- [Record excerpts]:
........
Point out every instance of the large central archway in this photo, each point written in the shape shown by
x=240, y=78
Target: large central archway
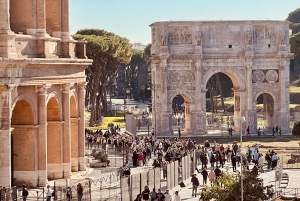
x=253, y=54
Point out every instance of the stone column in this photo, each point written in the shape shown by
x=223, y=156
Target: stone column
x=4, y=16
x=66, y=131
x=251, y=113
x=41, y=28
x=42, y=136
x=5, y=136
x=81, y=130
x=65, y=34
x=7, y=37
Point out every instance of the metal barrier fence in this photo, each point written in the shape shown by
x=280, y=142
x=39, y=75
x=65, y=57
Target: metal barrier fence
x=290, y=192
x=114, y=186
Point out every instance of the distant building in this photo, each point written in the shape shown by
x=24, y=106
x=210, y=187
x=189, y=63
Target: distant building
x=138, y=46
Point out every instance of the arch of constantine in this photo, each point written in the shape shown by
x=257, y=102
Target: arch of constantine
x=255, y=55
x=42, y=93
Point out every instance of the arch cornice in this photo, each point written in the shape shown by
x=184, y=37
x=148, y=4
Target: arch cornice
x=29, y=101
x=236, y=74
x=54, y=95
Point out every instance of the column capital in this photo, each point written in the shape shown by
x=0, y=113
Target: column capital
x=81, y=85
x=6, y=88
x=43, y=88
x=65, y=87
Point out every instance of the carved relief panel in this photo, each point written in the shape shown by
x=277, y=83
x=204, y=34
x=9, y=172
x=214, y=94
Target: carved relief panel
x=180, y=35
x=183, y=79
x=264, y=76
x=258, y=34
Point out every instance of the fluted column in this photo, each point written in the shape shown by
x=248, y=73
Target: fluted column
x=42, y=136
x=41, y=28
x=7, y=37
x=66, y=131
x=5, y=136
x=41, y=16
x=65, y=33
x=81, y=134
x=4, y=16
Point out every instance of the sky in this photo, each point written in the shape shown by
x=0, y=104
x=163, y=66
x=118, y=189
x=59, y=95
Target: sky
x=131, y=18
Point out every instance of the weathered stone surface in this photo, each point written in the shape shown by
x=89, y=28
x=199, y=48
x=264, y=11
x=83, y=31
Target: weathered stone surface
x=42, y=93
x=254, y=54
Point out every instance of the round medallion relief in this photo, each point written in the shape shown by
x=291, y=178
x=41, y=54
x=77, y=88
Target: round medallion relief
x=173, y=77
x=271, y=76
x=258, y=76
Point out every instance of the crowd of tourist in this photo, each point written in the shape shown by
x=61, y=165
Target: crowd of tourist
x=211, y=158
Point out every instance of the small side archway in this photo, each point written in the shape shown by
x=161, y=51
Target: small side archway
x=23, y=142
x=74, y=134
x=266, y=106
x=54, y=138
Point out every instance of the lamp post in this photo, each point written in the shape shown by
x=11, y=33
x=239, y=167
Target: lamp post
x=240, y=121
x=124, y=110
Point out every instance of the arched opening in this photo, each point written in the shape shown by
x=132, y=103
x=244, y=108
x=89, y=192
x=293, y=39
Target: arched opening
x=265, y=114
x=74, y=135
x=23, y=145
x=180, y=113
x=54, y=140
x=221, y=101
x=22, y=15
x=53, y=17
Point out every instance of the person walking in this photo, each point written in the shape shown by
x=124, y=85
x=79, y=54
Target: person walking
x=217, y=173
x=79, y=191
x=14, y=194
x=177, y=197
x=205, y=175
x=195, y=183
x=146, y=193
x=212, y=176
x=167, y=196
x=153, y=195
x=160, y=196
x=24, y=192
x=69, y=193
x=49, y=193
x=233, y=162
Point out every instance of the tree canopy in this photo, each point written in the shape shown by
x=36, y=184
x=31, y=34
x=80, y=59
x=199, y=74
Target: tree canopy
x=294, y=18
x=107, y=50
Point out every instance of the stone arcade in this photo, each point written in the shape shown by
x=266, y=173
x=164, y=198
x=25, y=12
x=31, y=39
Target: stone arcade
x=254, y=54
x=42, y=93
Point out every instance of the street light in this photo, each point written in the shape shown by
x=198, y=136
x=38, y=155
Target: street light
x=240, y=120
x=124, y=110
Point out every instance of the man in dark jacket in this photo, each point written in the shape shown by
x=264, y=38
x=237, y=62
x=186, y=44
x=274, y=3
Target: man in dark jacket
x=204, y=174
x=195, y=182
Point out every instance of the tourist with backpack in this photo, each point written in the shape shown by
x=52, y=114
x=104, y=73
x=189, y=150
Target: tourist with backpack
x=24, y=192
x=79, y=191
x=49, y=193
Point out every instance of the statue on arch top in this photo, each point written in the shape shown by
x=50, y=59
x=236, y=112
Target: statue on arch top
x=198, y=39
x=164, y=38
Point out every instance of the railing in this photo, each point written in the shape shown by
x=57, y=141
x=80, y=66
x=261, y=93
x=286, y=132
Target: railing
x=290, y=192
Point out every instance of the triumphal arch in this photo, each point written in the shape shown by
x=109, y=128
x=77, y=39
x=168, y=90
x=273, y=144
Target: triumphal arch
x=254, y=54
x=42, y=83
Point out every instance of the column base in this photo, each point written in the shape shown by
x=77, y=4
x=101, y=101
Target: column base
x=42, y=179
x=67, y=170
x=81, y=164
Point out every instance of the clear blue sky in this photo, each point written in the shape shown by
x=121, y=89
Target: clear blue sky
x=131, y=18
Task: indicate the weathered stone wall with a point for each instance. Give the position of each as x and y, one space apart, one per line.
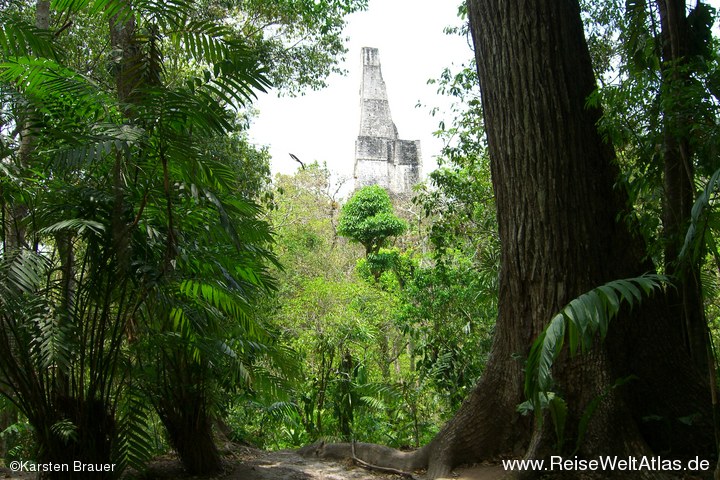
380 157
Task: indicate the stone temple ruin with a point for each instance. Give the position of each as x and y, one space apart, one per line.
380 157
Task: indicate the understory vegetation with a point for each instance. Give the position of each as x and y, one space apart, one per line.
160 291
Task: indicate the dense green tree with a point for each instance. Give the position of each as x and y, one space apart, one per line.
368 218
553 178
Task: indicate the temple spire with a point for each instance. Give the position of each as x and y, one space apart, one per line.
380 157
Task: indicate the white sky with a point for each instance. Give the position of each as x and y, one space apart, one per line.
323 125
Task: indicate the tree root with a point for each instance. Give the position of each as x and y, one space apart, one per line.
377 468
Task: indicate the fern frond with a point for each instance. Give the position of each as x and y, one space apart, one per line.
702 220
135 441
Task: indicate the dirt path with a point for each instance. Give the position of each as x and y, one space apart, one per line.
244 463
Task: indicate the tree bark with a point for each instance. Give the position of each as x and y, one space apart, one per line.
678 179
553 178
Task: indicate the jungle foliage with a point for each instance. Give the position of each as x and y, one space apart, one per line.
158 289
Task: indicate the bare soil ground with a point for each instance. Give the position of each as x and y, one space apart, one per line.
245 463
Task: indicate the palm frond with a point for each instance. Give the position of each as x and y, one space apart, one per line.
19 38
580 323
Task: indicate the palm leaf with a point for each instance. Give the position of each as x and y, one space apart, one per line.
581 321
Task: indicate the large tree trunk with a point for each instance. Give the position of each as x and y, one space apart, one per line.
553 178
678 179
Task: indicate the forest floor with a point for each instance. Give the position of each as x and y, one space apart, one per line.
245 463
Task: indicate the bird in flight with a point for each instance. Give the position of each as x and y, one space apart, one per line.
........
Go through the records above and write out every line exactly, passing over the pictures.

- [Result of the task]:
Point out every instance of the large central archway in this photo, each point written in the shape shown by
x=240, y=78
Target: large central archway
x=253, y=54
Point out every instance of the stone column in this photo, each point written in the shape shown by
x=223, y=156
Target: stone column
x=4, y=16
x=66, y=131
x=251, y=113
x=41, y=28
x=42, y=136
x=5, y=136
x=81, y=130
x=65, y=34
x=7, y=37
Point out every instance of the metal barrier fence in this photo, each point written in the shape shown by
x=280, y=142
x=39, y=75
x=65, y=57
Target: metal barrier fence
x=290, y=192
x=114, y=186
Point out every instance of the distant building in this photo, each point written in the shape shown by
x=24, y=106
x=210, y=187
x=189, y=63
Target: distant building
x=138, y=46
Point out every instance of the arch of constantine in this photo, each point written in the shape shown by
x=257, y=102
Target: arch of constantine
x=255, y=55
x=42, y=93
Point out every instance of the arch cornice in this photo, each point written in the shape shown by
x=184, y=37
x=148, y=4
Target: arch cornice
x=29, y=101
x=236, y=74
x=54, y=95
Point out every instance of the column capital in this photo, each point written in the shape shown by
x=0, y=113
Target: column capital
x=81, y=85
x=6, y=88
x=43, y=88
x=65, y=87
Point out every instance of the carved relief panel in this photo, each point written in the shape shown by
x=277, y=83
x=204, y=34
x=9, y=172
x=214, y=94
Target: carved relief panel
x=180, y=35
x=183, y=79
x=264, y=76
x=258, y=34
Point out every instance of the fluted column in this photo, each point written in the shape shown by
x=248, y=73
Target: fluted column
x=42, y=136
x=41, y=28
x=7, y=37
x=66, y=131
x=5, y=136
x=41, y=16
x=65, y=33
x=81, y=134
x=4, y=16
Point out every instance of the sky in this photo, each point written in the shape shown by
x=0, y=104
x=163, y=66
x=118, y=189
x=59, y=95
Target: sky
x=131, y=18
Point out every instance of the weathered stone surface in this photo, each point written in the shape shown by
x=89, y=28
x=199, y=48
x=264, y=11
x=83, y=31
Target: weathered stone surface
x=42, y=93
x=254, y=54
Point out every instance of the round medallion relief in this photo, each point written in the shape shown by
x=291, y=178
x=41, y=54
x=77, y=88
Target: round medallion relief
x=173, y=77
x=271, y=76
x=258, y=76
Point out every instance of the crowd of tourist in this photo, each point written in the shape shown by
x=61, y=165
Target: crowd of tourist
x=211, y=158
Point out every instance of the small side archway in this photo, each point written in the shape shown by
x=161, y=51
Target: small side archway
x=23, y=142
x=74, y=134
x=266, y=106
x=54, y=138
Point out every instance of the lamp post in this photo, each point written in the shape shown by
x=11, y=33
x=239, y=167
Target: lamp post
x=240, y=121
x=124, y=110
Point out every instance of the arched opening in this photo, each point written in the shape shown by
x=132, y=103
x=244, y=108
x=89, y=192
x=293, y=39
Target: arched opening
x=265, y=114
x=74, y=135
x=23, y=145
x=180, y=113
x=54, y=140
x=221, y=101
x=22, y=15
x=53, y=17
Point out every instance of the person walking in this photo, each point written in the shape shown by
x=124, y=85
x=79, y=54
Target: person walking
x=217, y=173
x=79, y=191
x=14, y=194
x=177, y=197
x=205, y=175
x=195, y=183
x=146, y=193
x=212, y=176
x=167, y=196
x=153, y=195
x=160, y=196
x=24, y=192
x=69, y=193
x=49, y=193
x=233, y=162
Point out every instance of the tree canopy in this photo, each point written in the shape shown by
x=36, y=184
x=31, y=34
x=80, y=59
x=199, y=74
Target: tree canopy
x=294, y=18
x=107, y=50
Point out every instance of the stone arcade in this photo, each point written in the shape shown by
x=266, y=173
x=164, y=198
x=25, y=12
x=31, y=39
Target: stone arcade
x=254, y=54
x=42, y=93
Point out every instance of the street light in this photo, each point written in the shape shown by
x=198, y=136
x=38, y=155
Target: street light
x=240, y=120
x=124, y=110
Point out every instance of the man in dark jacket in this photo, each point written in the shape shown by
x=264, y=38
x=237, y=62
x=186, y=44
x=274, y=3
Target: man in dark jacket
x=204, y=174
x=195, y=182
Point out every instance of the tourist with backpack in this photo, each point written in the shape shown by
x=52, y=114
x=104, y=73
x=189, y=150
Target: tourist with backpack
x=24, y=192
x=79, y=191
x=49, y=193
Point out every instance of the statue on arch top in this photo, each point written in the shape shown by
x=50, y=59
x=236, y=112
Target: statue on arch top
x=198, y=39
x=164, y=38
Point out every instance of the railing in this photo, each point written in the shape shown by
x=57, y=141
x=80, y=66
x=261, y=93
x=286, y=132
Target: railing
x=290, y=192
Point out every instance of the triumphal arch in this photo, each point written in the shape shown by
x=109, y=128
x=77, y=39
x=168, y=90
x=273, y=144
Target: triumphal arch
x=254, y=54
x=42, y=83
Point out every instance of the column base in this photo, each point written in the shape shown by
x=77, y=4
x=101, y=101
Target: column base
x=42, y=179
x=67, y=170
x=81, y=164
Point out every instance of the clear blue sky in this photo, each point written in the shape shown by
x=121, y=89
Target: clear blue sky
x=131, y=18
Task: indicate the weathered stone wall with a point for each instance. Give the position of each as x and y, one space apart, one per line.
380 157
Task: indicate the stone temple ruin with a point for each instance. Give the position of each as x and y, one space apart, one per line.
380 157
Task: indicate the understory vegetation with a point for each instance. Give the position of each as x and y, one space apart, one per line.
160 291
Task: indicate the dense green tree with a point for each instance. Give the position of each as x and y, one space apart, one per line.
368 218
553 178
Task: indicate the temple spire with a point for each instance. Give the position of each as x and y, one space apart, one per line.
380 157
Task: indicate the white sky with a point for each instance. Give the position of each as x and y, one space apart, one per line.
323 125
Task: indicate the tree root with a point for each instance. Give the position of each as x and y, one space apart, one per line.
377 468
Task: indicate the fern frond with a point for each instance. Give the position of each as x and y, one space apart, one per line.
702 220
135 441
Task: indicate the dirt path with a point for each instance. Give the position of each as x and y, one space apart, one per line.
244 463
Task: indicate the tree bark with a point for each instance. Give the position of each as x and y, one space apart, one per line.
678 179
553 178
Task: indicate the jungle foliage with a point for each instance. Give the position of each as x and y, one space apart, one per line.
158 289
Task: indicate the bare soil ground with a point for each instance. Give the position of each as x and y, one space apart, one per line.
245 463
Task: indicate the palm frond with a point for each instance. Give the position of each as x and y, one space apart, one per line.
19 38
580 323
Task: indicate the palm leaf with a point for each instance. Give the position of each as x and y, one space apart, one per line.
581 321
Task: indicate the large tree trunk with a point for each instance. Give the position of each as x and y, one space apart, one per line.
553 178
678 179
Task: indicate the forest floor with a point for each instance. Give the position of each as x and y, one space apart, one per line.
245 463
Task: indicate the bird in flight with a point for each instance. Give the position of each as x and y, one space apart, one per line.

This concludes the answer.